Continuous Delivery: Gold Standard for Software Development
Any business trying to deliver best-in-class products and services to its customers should willingly embrace change. Of course, this can be difficult. Change often brings uncertainty, as established processes and services have to shift to meet new standards. And change can’t be for change’s sake. Businesses must tie these new approaches, products and different ways of working to measurable, specific outcomes.
A highly effective framework for measuring how these changes affect performance is championed by DevOps Research and Assessment (DORA), a long-term research program that “seeks to understand the capabilities that drive software delivery and operations performance.”
One performance metric that stands out in this framework is “releasability.” This measurement places a major emphasis on software development teams always being able to go to market with their products and acts as the concrete measurement of the efficacy of a business’ continuous delivery (CD) pipeline.
In reality, achieving a high releasability score means working to a consistently high quality, with quick incident detection and resolution, and rapid feedback and recovery all built into the platforms developers are working on to deliver high-quality software for their customers.
The Core DORA Metrics for Continuous Delivery
Within the DORA framework, there are a vast range of metrics that can be measured, alongside the impact they have on an organization’s software development performance. These metrics can be technical capabilities and processes — such as artificial intelligence (AI), continuous integration (CI) or code review speed — or metrics that can be more closely linked to performance.
This second group is vital for measuring CD performance. The two key metrics in this group are stability and throughput. The former is a demonstration of an organization’s change failure rate and the time to recover from these failures, while the latter measures the lead time for any change and the frequency of these changes. Together, these paint a picture of an organization’s software development successes, as well as the time it takes to recover whenever a change is unsuccessful. As organizations aim for the gold standard of CD, understanding their performance, especially when changes fail, is vital.
The Challenge of Knowing Why Your Product Broke
In the context of CD, developers must be able to easily and quickly understand why a product or update has failed. Given that between 50% and 80% of updates to software fail, developers need to be able to rapidly identify the exact point of failure and resolve it. This reduction in incident resolution time — or bug fixing — is one of the significant benefits of developers consistently working toward the metric of releasability. This means that when problems arise, they are easy to fix and recovery cycles are quick.

Information shown ▸
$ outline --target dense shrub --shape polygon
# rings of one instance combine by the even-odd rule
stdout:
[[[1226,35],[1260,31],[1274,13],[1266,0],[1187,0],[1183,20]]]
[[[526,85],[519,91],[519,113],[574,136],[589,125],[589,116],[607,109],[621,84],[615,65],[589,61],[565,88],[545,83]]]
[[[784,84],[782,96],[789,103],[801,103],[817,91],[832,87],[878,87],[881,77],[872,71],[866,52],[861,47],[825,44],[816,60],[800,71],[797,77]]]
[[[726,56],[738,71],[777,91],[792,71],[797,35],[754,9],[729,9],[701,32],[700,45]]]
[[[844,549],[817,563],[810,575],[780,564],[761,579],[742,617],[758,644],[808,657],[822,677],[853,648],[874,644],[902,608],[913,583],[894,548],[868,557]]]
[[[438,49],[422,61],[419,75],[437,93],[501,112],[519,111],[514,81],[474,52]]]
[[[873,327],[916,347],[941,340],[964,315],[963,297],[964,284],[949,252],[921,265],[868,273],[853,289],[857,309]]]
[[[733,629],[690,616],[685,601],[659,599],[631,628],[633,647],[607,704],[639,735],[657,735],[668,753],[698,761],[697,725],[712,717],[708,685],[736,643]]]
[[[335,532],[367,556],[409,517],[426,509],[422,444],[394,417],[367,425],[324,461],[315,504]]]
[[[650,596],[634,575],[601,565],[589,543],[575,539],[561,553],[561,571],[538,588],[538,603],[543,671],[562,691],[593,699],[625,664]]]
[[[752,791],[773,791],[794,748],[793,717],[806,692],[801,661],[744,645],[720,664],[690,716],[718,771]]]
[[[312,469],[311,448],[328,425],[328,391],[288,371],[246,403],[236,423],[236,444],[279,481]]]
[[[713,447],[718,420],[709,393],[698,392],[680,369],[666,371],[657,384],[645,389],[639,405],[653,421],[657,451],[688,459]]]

Task requirements ▸
A: Can you extract the part of the continuous delivery article from "One performance metric" up to and including "delivery (CD) pipeline."?
B: Could you write the next part of the continuous delivery article, starting after its final sentence?
The records are separate from the continuous delivery article.

Responses by task ▸
A:
One performance metric that stands out in this framework is “releasability.” This measurement places a major emphasis on software development teams always being able to go to market with their products and acts as the concrete measurement of the efficacy of a business’ continuous delivery (CD) pipeline.

B:
To meet increasingly quick development targets, developers need to find ways to reduce the time they spend on incident response and troubleshooting. To help with this, they need access to real-time insights that allow them to identify, diagnose and resolve any incidents as they arise. These insights can give developers an instant, digestible understanding of how changes affect their software development pipelines, even when changes may not be significant enough to cause an incident.
These “change events” offer a trail of breadcrumbs through every change made to a product throughout its development cycle, allowing developers to see the direct effects of each update. These range from how application code is deployed, all the way through to how scaling a service up or down can affect its performance. Perhaps most usefully, they are not only available throughout a product’s development cycle but also after it has gone to market. This allows any incidents or performance drops to be addressed and resolved as soon as they arise.
Change Correlation: Key to Continuous, Quality Delivery
While the information provided by change events is useful for developers, change correlation takes incident resolution one step further. This provides developers working on returning a product to a releasable state with the recent change events that are most relevant to an incident. The data from these events can then be fed into a machine learning model and analyzed to draw correlations between past change events and incidents, allowing for rapid diagnosis and resolution of incidents. To take this incident resolution strategy one step further, all of this data can be situated within a single platform that tracks change events and also helps with correlating individual changes to breakages within products.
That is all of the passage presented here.